AIM
Rewrite the entries, swapping every "tree trunk" for "tree branch" and leaving everything else as it is.

ENTRIES PROVIDED
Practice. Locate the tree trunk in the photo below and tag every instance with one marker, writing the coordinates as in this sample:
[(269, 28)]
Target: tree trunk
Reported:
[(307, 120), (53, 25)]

EXPECTED ANSWER
Practice. Locate the tree branch in the photo below and tag every instance with one marker, writing the coordinates as in this sample:
[(269, 28)]
Target: tree branch
Reported:
[(307, 120), (53, 25)]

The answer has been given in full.